WORK TO COMPLETE:
Where the entries below show "Task — pin one", begin there and print that line and all following lines exactly, through the last, omitting pictures.

Saved entries:
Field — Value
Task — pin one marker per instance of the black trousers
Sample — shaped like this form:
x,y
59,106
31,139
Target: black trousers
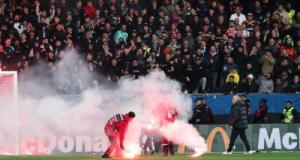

EXERCISE ANSWER:
Task — pin one marker per instance of the black trousers
Sample — shaped like this form:
x,y
59,106
31,139
Target: black trousers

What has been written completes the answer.